#### [Verilen metin]
8 Şubat 2018 tarihinden beri haksız bir şekilde Bolu F Tipi Cezaevinde tutuklu bulunan Muhterem Alparslan Kuytul Hocaefendi’nin, 23 Kasım 2018 tarihinde ailesi ile yapmış olduğu telefon görüşmesinin ses kaydı yayında.
Alo Selamün Aleyküm Ben Alparslan Kuytul.
Nasılsın? Elhamdülillah. Benim kebabım nasıl, Rabia’m? Rabia’mla Besra’m iyiler mi? Babasının kebabı, babasının fıstığı, babasının kurabiyesi, babasının balı, babasının çiçeği. Değil mi? Her zaman annesini evvela soruyor demiş ya ilk olarak onu sorayım rahatlasın.
Çocuklar nasıl, diğerleri? Annem de iyi? Allah iyilik versin. Seni zaten sordum herhalde. Evet, çok şükür biz de rahatız.
Yani geçen hafta da söylemiştim günler nasıl geçiyor bilmiyorum diye. O günden bugüne bir hafta daha geçti, sanki bir veya iki gün geçmiş gibi. Elhamdülillah hiç zaman geçmiyor diye bir derdim yok, tam aksine zaman hızlı geçiyor gibi… Öyle bir sıkıntım var. Zamanın genişlemesi var ya bastızaman, sanki tersi gerçekleşiyor, sanki zaman daraltılıyor; bir hafta bir güne, bir hafta iki güne iniyor gibi, biraz öyle hissediyorum.
Çok şükür. Allah’tan gelen bir bela ama sonuçta Allah’ın kudreti her şeyden daha büyük. Hiçbir bela Allah’ın kudretinden ve rahmetinden daha büyük değil. O halde ümitsiz de değiliz, Allah’a şükürler olsun.
Yokluğumda çiçeklerime ve fidanlarıma bakıp onları sulayan, kurumalarına izin vermeyip onları büyütenler, benim gerçek ve özel talebelerimdir. Onlar benim gururumdur, onlar ayakta kalmama vesile olanlardır. Kıyamet gününde Rabbim konuşmama izin verirse, “Rabbim, ben yokken onlar davamızı devam ettirdiler. Onları affet” diye Allah’a yalvaracağım. Peygamberimiz (sav), yetimi koruyan, gözeten cennette benimle beraber olacak buyurmuş. Bu müjde aslında manen yetim kalan insanlar için de söz konusu… Bu müjde, manen yetim kalan talebelerimi kollayıp gözetenler için de olacak inşallah, bundan emin olun. Manen yetim kalan talebelerimi koruyanlar, onları sulayanlar inşallah Peygamberimizle beraber olacak.
Bir hikâye var -Filozof Beydeba’nın bir kitabı vardı, ‘Kelile ve Dimne’ orada hayvanları konuşturuyor. Ona benzer bir hikâye… Adamın biri her sabah öten horozuna, “Bir daha ötersen seni keserim” demiş. Horoz da korkusundan ötmemiş. Sonra adam demiş ki: “Tavuk gibi gıdaklamazsan seni keserim.” Horoz bu sefer korkudan tavuk gibi gıdaklamaya başlamış. Adam daha sonra gelmiş demiş ki: “Yumurtlamazsan seni keserim.” Tabi bunu yapması mümkün değil… Horoz o zaman meseleyi anlıyor ve “Meğer bunun niyeti beni kesmekmiş. Keşke ötme dediği zaman ötseydim de arkamdan ötme dendiğinde öttüğü için kesildi deselerdi. Şimdi arkamdan tavuk gibi yumurtlamadı diye kesildi diyecekler ve rezil bir şekilde öleceğim.” diyor.

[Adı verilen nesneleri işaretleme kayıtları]
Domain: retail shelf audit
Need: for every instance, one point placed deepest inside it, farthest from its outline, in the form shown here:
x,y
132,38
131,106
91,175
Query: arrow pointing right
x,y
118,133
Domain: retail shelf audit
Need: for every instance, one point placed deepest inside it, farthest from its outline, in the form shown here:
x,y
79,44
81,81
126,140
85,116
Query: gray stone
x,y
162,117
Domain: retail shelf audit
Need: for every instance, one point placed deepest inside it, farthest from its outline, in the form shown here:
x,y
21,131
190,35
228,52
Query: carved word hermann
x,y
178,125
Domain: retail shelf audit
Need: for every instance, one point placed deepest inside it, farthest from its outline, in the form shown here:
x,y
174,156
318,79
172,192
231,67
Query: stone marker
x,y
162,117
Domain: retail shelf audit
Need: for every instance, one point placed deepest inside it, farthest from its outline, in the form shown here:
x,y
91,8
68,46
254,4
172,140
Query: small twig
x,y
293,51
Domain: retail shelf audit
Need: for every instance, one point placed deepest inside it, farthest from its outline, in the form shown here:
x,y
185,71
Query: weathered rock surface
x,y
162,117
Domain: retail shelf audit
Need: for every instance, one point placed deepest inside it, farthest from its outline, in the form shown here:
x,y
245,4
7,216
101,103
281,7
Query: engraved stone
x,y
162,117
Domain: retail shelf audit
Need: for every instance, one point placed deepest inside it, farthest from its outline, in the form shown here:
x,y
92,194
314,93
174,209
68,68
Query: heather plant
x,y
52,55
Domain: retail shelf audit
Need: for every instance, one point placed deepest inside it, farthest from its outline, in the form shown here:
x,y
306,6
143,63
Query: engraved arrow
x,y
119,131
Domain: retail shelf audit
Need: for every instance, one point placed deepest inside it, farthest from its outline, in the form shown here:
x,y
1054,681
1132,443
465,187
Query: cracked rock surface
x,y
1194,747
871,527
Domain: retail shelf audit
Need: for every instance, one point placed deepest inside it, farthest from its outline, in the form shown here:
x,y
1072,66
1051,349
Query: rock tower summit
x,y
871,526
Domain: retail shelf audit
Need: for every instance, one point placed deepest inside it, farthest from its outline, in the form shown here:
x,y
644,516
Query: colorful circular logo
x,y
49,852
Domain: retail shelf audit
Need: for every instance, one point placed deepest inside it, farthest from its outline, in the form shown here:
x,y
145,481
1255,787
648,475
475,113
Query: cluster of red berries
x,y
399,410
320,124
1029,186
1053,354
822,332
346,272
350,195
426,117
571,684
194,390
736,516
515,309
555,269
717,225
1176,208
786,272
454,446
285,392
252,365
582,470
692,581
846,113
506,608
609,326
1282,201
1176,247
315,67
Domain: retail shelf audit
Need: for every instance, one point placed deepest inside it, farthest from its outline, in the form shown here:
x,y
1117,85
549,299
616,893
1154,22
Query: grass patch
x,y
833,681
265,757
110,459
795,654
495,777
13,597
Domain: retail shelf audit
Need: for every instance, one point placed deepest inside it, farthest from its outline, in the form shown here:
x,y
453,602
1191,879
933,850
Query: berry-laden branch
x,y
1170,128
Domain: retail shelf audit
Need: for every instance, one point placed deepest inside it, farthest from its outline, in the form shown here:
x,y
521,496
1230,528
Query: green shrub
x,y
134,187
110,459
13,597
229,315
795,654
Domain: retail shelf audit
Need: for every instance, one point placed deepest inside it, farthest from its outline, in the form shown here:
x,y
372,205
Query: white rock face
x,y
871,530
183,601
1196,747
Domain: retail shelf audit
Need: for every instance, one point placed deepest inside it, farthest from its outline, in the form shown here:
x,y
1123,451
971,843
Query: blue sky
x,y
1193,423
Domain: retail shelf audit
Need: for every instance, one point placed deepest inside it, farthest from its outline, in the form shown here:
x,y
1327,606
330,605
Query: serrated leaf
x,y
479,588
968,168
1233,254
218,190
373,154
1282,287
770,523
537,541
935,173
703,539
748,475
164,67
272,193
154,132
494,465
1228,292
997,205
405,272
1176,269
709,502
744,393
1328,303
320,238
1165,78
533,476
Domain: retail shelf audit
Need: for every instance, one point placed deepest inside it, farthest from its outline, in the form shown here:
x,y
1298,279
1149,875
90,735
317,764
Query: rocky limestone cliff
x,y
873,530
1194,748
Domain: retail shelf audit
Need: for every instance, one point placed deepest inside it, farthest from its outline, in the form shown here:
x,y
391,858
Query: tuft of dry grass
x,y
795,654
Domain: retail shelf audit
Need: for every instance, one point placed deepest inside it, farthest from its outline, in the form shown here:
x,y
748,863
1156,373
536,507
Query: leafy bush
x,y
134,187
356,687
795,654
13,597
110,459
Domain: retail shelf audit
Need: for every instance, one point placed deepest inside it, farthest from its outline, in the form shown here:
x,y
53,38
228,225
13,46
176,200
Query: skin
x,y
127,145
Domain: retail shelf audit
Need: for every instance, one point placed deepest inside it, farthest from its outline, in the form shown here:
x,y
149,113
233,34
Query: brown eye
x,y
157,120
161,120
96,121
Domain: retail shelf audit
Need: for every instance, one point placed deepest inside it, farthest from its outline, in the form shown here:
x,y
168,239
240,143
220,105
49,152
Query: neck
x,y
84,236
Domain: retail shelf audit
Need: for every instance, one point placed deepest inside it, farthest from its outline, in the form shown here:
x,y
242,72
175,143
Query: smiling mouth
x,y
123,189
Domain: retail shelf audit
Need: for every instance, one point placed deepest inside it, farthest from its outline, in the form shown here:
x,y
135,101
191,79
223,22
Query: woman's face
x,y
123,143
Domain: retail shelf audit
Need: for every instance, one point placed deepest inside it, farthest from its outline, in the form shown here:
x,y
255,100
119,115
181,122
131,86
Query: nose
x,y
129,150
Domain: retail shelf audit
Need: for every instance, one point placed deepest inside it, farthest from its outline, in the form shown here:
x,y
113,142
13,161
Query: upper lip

#### [Amaç A]
Telefon görüşmesi metninde "8 Şubat 2018" sözleriyle başlayıp "onu sorayım rahatlasın." sözleriyle biten bölümü hiçbir değişiklik yapmadan kopyalayın.
#### [Amaç B]
Telefon görüşmesi metnine dayanarak şu soruları yanıtlayın:
(i) Alparslan Kuytul hangi tarihten beri Bolu F Tipi Cezaevinde tutuklu bulunuyor?
(ii) Ses kaydı yayımlanan telefon görüşmesi hangi tarihte yapıldı?
(iii) Hikâyedeki adam horozdan son olarak ne yapmasını istiyor?
#### [Amaç C]
Telefon görüşmesi metnini iki cümleyle özetleyin.

#### [Tam yanıt A]
8 Şubat 2018 tarihinden beri haksız bir şekilde Bolu F Tipi Cezaevinde tutuklu bulunan Muhterem Alparslan Kuytul Hocaefendi’nin, 23 Kasım 2018 tarihinde ailesi ile yapmış olduğu telefon görüşmesinin ses kaydı yayında.
Alo Selamün Aleyküm Ben Alparslan Kuytul.
Nasılsın? Elhamdülillah. Benim kebabım nasıl, Rabia’m? Rabia’mla Besra’m iyiler mi? Babasının kebabı, babasının fıstığı, babasının kurabiyesi, babasının balı, babasının çiçeği. Değil mi? Her zaman annesini evvela soruyor demiş ya ilk olarak onu sorayım rahatlasın.

#### [Tam yanıt B]
(i) 8 Şubat 2018 tarihinden beri.
(ii) 23 Kasım 2018 tarihinde.
(iii) Yumurtlamasını istiyor.

#### [Tam yanıt C]
Bolu F Tipi Cezaevinde tutuklu bulunan Alparslan Kuytul, 23 Kasım 2018'de ailesiyle yaptığı telefon görüşmesinde yakınlarının hâlini sorar, zamanın çok hızlı geçtiğini hissettiğini ve Allah'ın kudretine güvendiği için ümitsiz olmadığını söyler. Yokluğunda talebelerine sahip çıkanları gerçek talebeleri sayıp Peygamber'in yetimi koruyanlara verdiği müjdenin onları da kapsayacağını belirtir ve asıl niyeti horozunu kesmek olan bir adamın hikâyesini anlatır.